● **WHAT THIS TASK INVOLVES**: Only the text carries over: repeat the records exactly and drop the images.

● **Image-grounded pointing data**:
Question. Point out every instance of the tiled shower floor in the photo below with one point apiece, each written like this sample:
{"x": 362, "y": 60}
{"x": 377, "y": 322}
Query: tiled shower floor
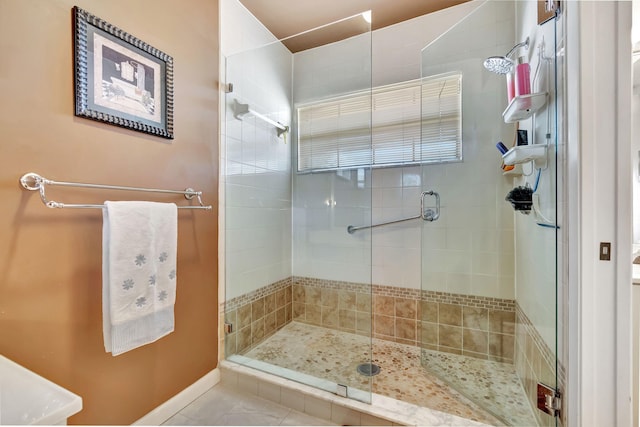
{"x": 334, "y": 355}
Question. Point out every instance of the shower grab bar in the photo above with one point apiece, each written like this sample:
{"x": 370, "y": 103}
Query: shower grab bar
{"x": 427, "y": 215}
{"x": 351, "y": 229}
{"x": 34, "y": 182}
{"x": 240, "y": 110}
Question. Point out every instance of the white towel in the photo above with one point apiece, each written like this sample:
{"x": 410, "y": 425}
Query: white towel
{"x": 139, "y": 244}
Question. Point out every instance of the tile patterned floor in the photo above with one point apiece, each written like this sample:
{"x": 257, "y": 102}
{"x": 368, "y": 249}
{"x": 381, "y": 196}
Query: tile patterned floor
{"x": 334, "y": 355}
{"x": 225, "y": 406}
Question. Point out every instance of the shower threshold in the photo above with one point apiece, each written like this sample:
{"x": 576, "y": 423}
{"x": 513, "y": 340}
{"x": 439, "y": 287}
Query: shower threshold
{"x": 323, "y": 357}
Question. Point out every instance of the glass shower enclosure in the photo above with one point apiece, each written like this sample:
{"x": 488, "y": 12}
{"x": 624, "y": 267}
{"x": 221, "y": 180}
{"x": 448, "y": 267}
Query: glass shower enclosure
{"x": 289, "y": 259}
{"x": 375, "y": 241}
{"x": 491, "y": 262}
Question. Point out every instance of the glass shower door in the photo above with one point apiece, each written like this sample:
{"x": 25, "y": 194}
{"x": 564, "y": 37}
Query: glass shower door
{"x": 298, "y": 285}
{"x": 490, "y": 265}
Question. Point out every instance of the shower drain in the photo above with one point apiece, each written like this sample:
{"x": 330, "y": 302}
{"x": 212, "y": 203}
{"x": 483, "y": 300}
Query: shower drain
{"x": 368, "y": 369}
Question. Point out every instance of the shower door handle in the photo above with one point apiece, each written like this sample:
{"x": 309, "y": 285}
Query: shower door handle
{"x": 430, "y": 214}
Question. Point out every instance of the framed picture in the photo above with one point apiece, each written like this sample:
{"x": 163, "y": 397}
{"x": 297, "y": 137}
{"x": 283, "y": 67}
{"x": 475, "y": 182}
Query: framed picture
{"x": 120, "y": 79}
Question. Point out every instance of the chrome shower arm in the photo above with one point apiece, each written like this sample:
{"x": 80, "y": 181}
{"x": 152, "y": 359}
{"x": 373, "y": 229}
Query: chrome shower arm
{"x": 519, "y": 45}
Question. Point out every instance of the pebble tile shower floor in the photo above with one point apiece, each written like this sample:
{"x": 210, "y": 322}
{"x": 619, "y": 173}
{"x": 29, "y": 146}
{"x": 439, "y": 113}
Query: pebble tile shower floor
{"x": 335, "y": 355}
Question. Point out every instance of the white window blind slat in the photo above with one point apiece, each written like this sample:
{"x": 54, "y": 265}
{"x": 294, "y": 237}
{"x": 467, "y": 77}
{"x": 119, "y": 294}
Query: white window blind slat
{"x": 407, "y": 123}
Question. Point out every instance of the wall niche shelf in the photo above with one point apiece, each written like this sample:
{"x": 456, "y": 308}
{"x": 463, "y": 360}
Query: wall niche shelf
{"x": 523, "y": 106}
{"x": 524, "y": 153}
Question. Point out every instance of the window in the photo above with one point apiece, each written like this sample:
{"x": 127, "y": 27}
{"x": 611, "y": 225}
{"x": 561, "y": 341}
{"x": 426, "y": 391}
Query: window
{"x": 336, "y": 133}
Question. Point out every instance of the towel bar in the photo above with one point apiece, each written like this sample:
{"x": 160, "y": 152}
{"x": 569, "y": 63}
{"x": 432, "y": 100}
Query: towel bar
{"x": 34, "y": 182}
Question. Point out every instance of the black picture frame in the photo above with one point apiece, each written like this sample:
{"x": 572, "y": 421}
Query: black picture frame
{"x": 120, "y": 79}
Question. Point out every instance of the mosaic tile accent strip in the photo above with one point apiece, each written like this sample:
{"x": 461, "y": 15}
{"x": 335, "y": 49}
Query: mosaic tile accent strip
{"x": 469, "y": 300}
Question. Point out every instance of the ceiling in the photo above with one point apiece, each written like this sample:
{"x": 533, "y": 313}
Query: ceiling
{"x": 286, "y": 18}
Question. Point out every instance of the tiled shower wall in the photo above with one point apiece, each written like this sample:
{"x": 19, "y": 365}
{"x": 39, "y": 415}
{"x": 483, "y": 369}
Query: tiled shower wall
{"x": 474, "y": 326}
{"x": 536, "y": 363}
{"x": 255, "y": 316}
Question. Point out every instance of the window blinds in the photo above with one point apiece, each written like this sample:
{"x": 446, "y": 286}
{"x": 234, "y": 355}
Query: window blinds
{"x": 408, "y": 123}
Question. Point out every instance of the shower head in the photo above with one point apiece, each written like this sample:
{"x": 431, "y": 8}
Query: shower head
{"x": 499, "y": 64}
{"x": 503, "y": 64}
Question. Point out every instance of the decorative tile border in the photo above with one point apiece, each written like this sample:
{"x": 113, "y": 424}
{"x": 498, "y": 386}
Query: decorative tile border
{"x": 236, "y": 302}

● **OUTPUT FOR THIS TASK**:
Question. Point out every instance of the tiled shower floor in the photo below with one point apiece, each written like this sample:
{"x": 362, "y": 60}
{"x": 377, "y": 322}
Query: tiled shower floor
{"x": 334, "y": 355}
Question. Point out every instance of the shower grab bar in the photo above with one point apiece, each written like this sample:
{"x": 370, "y": 103}
Query: shower grab bar
{"x": 427, "y": 215}
{"x": 351, "y": 229}
{"x": 34, "y": 182}
{"x": 240, "y": 110}
Question. Point out every instance of the white towel in the photo above with one point apiece, each written like this sample:
{"x": 410, "y": 425}
Query: white towel
{"x": 139, "y": 244}
Question. Point out every instance of the tile patterned floor in the photo above with one point apiece, each written like this sample:
{"x": 257, "y": 102}
{"x": 368, "y": 249}
{"x": 381, "y": 196}
Query: tile patterned floor
{"x": 334, "y": 355}
{"x": 225, "y": 406}
Question. Point out every instance of the shower threshold in the photo above with one point apiece, each written like this sample:
{"x": 576, "y": 423}
{"x": 513, "y": 340}
{"x": 439, "y": 287}
Query: shower threshold
{"x": 323, "y": 357}
Question. Point out every instance of the glass shower enclosure in the photo above with one point apiece, each written like this sample:
{"x": 488, "y": 12}
{"x": 624, "y": 267}
{"x": 221, "y": 180}
{"x": 448, "y": 267}
Query: glass shower enclosure
{"x": 289, "y": 259}
{"x": 375, "y": 241}
{"x": 491, "y": 262}
Question. Point out every instance of the glass shower door in the photo above with one point apiece, each written like this sample:
{"x": 25, "y": 194}
{"x": 564, "y": 37}
Query: glass shower door
{"x": 298, "y": 285}
{"x": 490, "y": 265}
Question. Point out every instance of the shower drain in the photo above with one point apiece, each written like this sample:
{"x": 330, "y": 302}
{"x": 212, "y": 203}
{"x": 483, "y": 300}
Query: shower drain
{"x": 368, "y": 369}
Question. Point out every instance of the shower door handle in the photo above with one point apiece, each written like this sample:
{"x": 309, "y": 285}
Query: shower door handle
{"x": 430, "y": 214}
Question. Point out every instance of the framed picture in the photo above with one point apiece, each written like this sample:
{"x": 163, "y": 397}
{"x": 297, "y": 137}
{"x": 283, "y": 67}
{"x": 475, "y": 182}
Query: framed picture
{"x": 120, "y": 79}
Question. Point out every instance of the chrome shower arm in the photo above with one point apiece, each written like this sample:
{"x": 80, "y": 181}
{"x": 152, "y": 359}
{"x": 373, "y": 229}
Query: chrome shower arm
{"x": 519, "y": 45}
Question. Point out every instance of the pebble tile shower floor in the photo above with one point apiece, each written like this sample:
{"x": 210, "y": 322}
{"x": 619, "y": 173}
{"x": 29, "y": 146}
{"x": 439, "y": 113}
Query: pebble tile shower floor
{"x": 335, "y": 355}
Question. Point out every instance of the white window blind slat in the photo above with one point apiece, each written like this sample:
{"x": 54, "y": 265}
{"x": 294, "y": 237}
{"x": 467, "y": 77}
{"x": 119, "y": 294}
Query: white window blind slat
{"x": 407, "y": 123}
Question. Point out every instance of the wall niche shelf in the photo above with one point apiece, each written like this sample:
{"x": 456, "y": 308}
{"x": 463, "y": 360}
Query: wall niche shelf
{"x": 523, "y": 106}
{"x": 524, "y": 153}
Question. Point out every instance of the window in the photo above with one point apiece, each written like this sample:
{"x": 127, "y": 27}
{"x": 611, "y": 225}
{"x": 561, "y": 341}
{"x": 426, "y": 391}
Query: window
{"x": 336, "y": 133}
Question. Point out every instance of the towel bar in the photo above with one point apiece, each written like this sample:
{"x": 160, "y": 152}
{"x": 569, "y": 63}
{"x": 432, "y": 100}
Query: towel bar
{"x": 34, "y": 182}
Question. Point out every instance of the black picture frame in the photo above with one point apiece, each written like this sample:
{"x": 572, "y": 421}
Query: black picture frame
{"x": 120, "y": 79}
Question. Point out every instance of the mosaic tile accent strip in the photo above with one point apiece, each written like this sample:
{"x": 461, "y": 15}
{"x": 335, "y": 49}
Query: mosaic tile accent strip
{"x": 469, "y": 300}
Question. Point out every instance of the ceiling in the photo above with one point apiece, each written like this sample:
{"x": 533, "y": 313}
Query: ceiling
{"x": 286, "y": 18}
Question. Point out every instance of the tiled shower wall in the photo above with one point apiece, each written like this sample:
{"x": 19, "y": 365}
{"x": 39, "y": 415}
{"x": 483, "y": 369}
Query: tiled shower wall
{"x": 474, "y": 326}
{"x": 536, "y": 363}
{"x": 255, "y": 316}
Question. Point out every instance of the window blinds in the photo above with one point apiece, each written like this sample:
{"x": 446, "y": 286}
{"x": 234, "y": 355}
Query: window blinds
{"x": 408, "y": 123}
Question. Point out every instance of the shower head in the photo above with one point apiece, each written like this sample:
{"x": 431, "y": 8}
Query: shower head
{"x": 499, "y": 64}
{"x": 503, "y": 64}
Question. Point out every instance of the decorative tile border in the photo above with one point apiece, each written like this sample:
{"x": 113, "y": 424}
{"x": 498, "y": 386}
Query: decorative tile border
{"x": 236, "y": 302}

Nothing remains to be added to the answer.